DeepCOVID-Fuse: A Multi-modality Deep Learning Model Fusing Chest
X-Radiographs and Clinical Variables to Predict COVID-19 Risk Levels
- URL: http://arxiv.org/abs/2301.08798v1
- Date: Fri, 20 Jan 2023 20:54:25 GMT
- Title: DeepCOVID-Fuse: A Multi-modality Deep Learning Model Fusing Chest
X-Radiographs and Clinical Variables to Predict COVID-19 Risk Levels
- Authors: Yunan Wu, Amil Dravid, Ramsey Michael Wehbe, Aggelos K. Katsaggelos
- Abstract summary: DeepCOVID-Fuse is a deep learning fusion model to predict risk levels in coronavirus patients.
The accuracy of DeepCOVID-Fuse trained on CXRs and clinical variables is 0.658, with an AUC of 0.842.
- Score: 8.593516170110203
- License: http://arxiv.org/licenses/nonexclusive-distrib/1.0/
- Abstract: Propose: To present DeepCOVID-Fuse, a deep learning fusion model to predict
risk levels in patients with confirmed coronavirus disease 2019 (COVID-19) and
to evaluate the performance of pre-trained fusion models on full or partial
combination of chest x-ray (CXRs) or chest radiograph and clinical variables.
Materials and Methods: The initial CXRs, clinical variables and outcomes
(i.e., mortality, intubation, hospital length of stay, ICU admission) were
collected from February 2020 to April 2020 with reverse-transcription
polymerase chain reaction (RT-PCR) test results as the reference standard. The
risk level was determined by the outcome. The fusion model was trained on 1657
patients (Age: 58.30 +/- 17.74; Female: 807) and validated on 428 patients
(56.41 +/- 17.03; 190) from Northwestern Memorial HealthCare system and was
tested on 439 patients (56.51 +/- 17.78; 205) from a single holdout hospital.
Performance of pre-trained fusion models on full or partial modalities were
compared on the test set using the DeLong test for the area under the receiver
operating characteristic curve (AUC) and the McNemar test for accuracy,
precision, recall and F1.
Results: The accuracy of DeepCOVID-Fuse trained on CXRs and clinical
variables is 0.658, with an AUC of 0.842, which significantly outperformed (p <
0.05) models trained only on CXRs with an accuracy of 0.621 and AUC of 0.807
and only on clinical variables with an accuracy of 0.440 and AUC of 0.502. The
pre-trained fusion model with only CXRs as input increases accuracy to 0.632
and AUC to 0.813 and with only clinical variables as input increases accuracy
to 0.539 and AUC to 0.733.
Conclusion: The fusion model learns better feature representations across
different modalities during training and achieves good outcome predictions even
when only some of the modalities are used in testing.

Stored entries
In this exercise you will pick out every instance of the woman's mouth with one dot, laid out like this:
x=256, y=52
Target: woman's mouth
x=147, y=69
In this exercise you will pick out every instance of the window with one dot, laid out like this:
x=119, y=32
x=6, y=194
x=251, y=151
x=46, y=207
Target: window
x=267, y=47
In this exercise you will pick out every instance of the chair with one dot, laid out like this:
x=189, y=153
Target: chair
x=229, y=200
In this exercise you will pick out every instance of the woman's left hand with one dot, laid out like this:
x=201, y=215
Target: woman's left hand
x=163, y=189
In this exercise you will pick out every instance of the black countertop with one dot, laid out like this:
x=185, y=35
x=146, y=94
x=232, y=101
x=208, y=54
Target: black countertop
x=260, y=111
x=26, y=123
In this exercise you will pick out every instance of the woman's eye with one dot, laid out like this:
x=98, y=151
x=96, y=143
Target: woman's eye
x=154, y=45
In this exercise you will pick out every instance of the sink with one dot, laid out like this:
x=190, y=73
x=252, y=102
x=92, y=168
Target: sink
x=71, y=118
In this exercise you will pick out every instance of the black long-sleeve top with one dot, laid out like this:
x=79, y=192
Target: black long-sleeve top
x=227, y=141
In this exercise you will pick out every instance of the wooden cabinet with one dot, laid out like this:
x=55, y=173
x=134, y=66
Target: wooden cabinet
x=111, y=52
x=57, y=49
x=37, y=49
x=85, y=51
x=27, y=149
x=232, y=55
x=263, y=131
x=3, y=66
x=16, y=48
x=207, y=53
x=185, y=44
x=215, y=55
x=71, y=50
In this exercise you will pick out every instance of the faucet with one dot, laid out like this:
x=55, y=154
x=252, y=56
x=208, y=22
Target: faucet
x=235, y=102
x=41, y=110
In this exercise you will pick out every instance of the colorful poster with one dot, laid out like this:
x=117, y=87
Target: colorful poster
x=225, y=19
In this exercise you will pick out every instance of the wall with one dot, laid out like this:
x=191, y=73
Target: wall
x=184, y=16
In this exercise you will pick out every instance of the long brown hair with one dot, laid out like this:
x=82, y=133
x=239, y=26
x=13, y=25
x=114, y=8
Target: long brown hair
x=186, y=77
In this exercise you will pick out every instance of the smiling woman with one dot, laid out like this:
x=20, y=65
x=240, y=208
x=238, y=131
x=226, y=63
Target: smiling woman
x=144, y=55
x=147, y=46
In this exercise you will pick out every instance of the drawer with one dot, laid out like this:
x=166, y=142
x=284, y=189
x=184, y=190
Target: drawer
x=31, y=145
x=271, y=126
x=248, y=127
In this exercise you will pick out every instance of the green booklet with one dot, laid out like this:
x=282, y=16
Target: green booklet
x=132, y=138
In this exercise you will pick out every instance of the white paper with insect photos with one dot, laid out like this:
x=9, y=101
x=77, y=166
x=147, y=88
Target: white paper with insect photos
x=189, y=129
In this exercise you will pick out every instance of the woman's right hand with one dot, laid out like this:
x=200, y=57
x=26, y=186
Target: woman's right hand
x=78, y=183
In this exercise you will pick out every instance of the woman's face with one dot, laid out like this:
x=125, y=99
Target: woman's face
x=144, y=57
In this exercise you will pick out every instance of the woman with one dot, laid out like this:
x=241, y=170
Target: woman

• WORK INSTRUCTION 1
In the DeepCOVID-Fuse abstract, how many patients was the fusion model tested on?
• WORK INSTRUCTION 2
Translate this sentence from the DeepCOVID-Fuse abstract into Spanish: "The risk level was determined by the outcome."
• WORK INSTRUCTION 3
Restate the DeepCOVID-Fuse abstract from "Conclusion: The fusion" up to and including "used in testing.", substituting "data representations" for "feature representations".

• TASK RESPONSE 1
439 patients from a single holdout hospital.

• TASK RESPONSE 2
El nivel de riesgo se determinó según el resultado.

• TASK RESPONSE 3
Conclusion: The fusion model learns better data representations across
different modalities during training and achieves good outcome predictions even
when only some of the modalities are used in testing.